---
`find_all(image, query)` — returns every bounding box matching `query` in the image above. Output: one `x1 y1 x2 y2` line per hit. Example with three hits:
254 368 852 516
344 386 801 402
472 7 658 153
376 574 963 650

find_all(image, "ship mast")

************

Find the line with "returns every bounding". Transcribe it and every line after it exactly, through the end of the records above, and nothing else.

(Exercise answer)
`find_all(image, query)` — returns every bounding box matching `query` in the image above. Output: one `x1 y1 x2 y2` line per hit. Example with three hits:
254 368 852 516
344 386 801 402
472 7 658 153
376 574 963 650

find_all(image, "ship mast")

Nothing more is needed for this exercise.